● **What you have to do**
Reproduce the data below verbatim from the line containing "For the benchmark, drop one pin per instance of the foliage" through its final line, and produce nothing more.
#### Provided records
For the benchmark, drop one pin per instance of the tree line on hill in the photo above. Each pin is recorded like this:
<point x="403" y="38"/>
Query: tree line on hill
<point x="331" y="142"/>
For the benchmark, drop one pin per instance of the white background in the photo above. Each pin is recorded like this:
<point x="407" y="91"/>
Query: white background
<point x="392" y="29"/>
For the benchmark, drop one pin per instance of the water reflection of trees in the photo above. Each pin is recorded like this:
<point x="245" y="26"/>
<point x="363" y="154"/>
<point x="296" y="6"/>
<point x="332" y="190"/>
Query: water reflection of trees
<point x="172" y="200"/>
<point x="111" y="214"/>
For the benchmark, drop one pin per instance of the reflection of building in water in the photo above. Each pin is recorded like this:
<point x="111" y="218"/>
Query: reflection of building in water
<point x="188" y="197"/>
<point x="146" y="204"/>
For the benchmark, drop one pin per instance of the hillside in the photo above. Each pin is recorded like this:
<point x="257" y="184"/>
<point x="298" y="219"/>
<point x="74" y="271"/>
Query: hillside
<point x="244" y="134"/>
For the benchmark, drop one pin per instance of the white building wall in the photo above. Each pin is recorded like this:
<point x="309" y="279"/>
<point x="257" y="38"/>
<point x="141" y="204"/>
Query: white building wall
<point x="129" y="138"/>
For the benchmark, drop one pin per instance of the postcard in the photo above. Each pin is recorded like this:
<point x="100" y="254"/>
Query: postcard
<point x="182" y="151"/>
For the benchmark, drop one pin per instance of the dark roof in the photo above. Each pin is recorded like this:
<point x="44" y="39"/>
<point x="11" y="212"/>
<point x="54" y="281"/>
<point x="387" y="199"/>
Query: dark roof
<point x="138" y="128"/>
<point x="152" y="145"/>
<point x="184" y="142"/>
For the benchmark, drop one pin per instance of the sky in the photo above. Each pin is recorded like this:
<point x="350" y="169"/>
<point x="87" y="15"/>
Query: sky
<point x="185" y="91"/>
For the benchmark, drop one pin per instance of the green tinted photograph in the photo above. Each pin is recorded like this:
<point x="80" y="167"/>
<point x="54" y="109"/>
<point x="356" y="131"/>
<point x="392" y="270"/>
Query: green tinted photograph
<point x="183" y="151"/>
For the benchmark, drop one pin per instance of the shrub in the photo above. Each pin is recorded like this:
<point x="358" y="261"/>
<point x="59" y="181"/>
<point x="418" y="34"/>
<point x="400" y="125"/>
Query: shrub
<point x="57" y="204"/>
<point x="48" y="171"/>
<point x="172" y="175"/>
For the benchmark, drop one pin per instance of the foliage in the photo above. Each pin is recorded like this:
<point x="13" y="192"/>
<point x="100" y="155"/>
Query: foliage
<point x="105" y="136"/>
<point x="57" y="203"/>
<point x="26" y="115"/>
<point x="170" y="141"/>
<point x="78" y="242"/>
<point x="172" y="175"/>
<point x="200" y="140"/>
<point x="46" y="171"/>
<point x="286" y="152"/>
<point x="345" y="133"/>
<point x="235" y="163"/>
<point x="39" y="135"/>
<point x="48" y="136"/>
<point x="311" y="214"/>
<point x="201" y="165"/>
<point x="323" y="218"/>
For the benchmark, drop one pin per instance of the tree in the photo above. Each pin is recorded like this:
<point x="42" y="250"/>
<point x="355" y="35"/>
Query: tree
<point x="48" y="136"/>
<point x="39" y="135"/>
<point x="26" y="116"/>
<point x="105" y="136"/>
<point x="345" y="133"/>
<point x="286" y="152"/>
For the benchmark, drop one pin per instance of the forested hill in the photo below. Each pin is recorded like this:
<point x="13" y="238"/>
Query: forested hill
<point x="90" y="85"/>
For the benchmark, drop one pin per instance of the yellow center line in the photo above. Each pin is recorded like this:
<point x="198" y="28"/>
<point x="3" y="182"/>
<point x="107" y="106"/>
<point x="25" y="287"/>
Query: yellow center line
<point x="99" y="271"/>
########
● **Response to this exercise**
For the benchmark, drop one pin per instance of the foliage in the photo above. Each pin is recorded like this:
<point x="13" y="192"/>
<point x="100" y="155"/>
Query: foliage
<point x="105" y="136"/>
<point x="57" y="203"/>
<point x="26" y="115"/>
<point x="170" y="141"/>
<point x="78" y="242"/>
<point x="172" y="175"/>
<point x="200" y="140"/>
<point x="46" y="171"/>
<point x="286" y="152"/>
<point x="345" y="133"/>
<point x="235" y="163"/>
<point x="39" y="135"/>
<point x="48" y="136"/>
<point x="311" y="214"/>
<point x="201" y="165"/>
<point x="323" y="218"/>
For the benchmark, drop one pin per instance of the tree in the photo above. Each pin is recorded like this:
<point x="42" y="250"/>
<point x="355" y="35"/>
Query: tree
<point x="48" y="136"/>
<point x="39" y="135"/>
<point x="26" y="116"/>
<point x="105" y="136"/>
<point x="345" y="133"/>
<point x="286" y="152"/>
For the benchmark, drop one pin per instance of the forested hill in the photo below. Each pin is recorded like this:
<point x="13" y="238"/>
Query: forested hill
<point x="90" y="85"/>
For the benchmark, drop one pin per instance of the yellow center line in the photo above. Each pin is recorded like this:
<point x="198" y="28"/>
<point x="3" y="182"/>
<point x="107" y="106"/>
<point x="25" y="287"/>
Query: yellow center line
<point x="99" y="271"/>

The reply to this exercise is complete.